TO DO -> Please show every line of the listing below that contains the string "target", matching case exactly.

DATA SHOWN ->
━━━━━━

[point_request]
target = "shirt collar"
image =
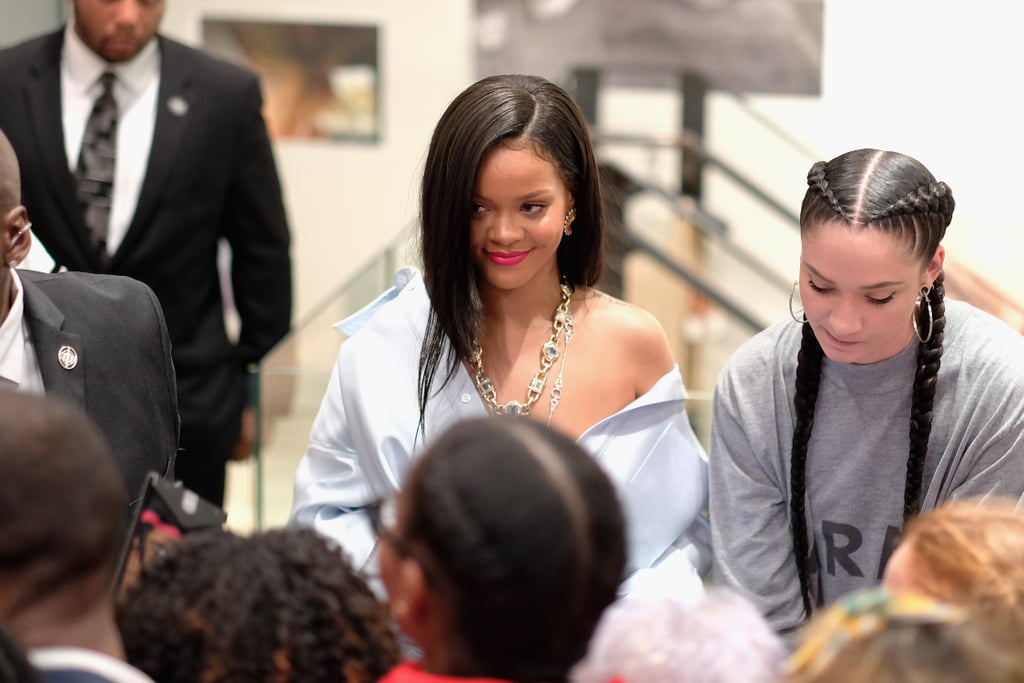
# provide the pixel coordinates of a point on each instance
(85, 67)
(12, 336)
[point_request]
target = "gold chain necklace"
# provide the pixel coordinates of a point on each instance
(549, 353)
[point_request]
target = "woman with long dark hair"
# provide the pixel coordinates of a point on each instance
(882, 398)
(506, 321)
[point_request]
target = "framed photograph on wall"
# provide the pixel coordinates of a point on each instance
(321, 81)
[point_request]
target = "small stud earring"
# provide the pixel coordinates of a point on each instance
(797, 316)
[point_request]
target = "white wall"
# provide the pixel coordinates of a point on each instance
(347, 201)
(935, 79)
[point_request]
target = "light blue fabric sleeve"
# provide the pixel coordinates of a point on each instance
(660, 471)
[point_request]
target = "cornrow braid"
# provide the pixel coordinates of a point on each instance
(935, 198)
(929, 359)
(816, 180)
(808, 379)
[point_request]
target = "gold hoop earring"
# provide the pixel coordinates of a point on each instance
(567, 223)
(801, 317)
(923, 302)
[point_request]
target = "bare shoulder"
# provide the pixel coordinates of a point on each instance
(632, 334)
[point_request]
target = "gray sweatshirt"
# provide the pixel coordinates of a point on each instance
(857, 455)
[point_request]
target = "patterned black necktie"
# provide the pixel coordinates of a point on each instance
(94, 173)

━━━━━━

EXERCISE OUTPUT ->
target = "shirt collar"
target = "gold chain necklace"
target = "woman with long dark hair"
target = "framed photograph on wall"
target = "small stud earring"
target = "white wall"
target = "light blue fabric sleeve"
target = "cornrow braid"
target = "gold hoop earring"
target = "bare shoulder"
target = "gray sweatshirt"
target = "patterned black necktie"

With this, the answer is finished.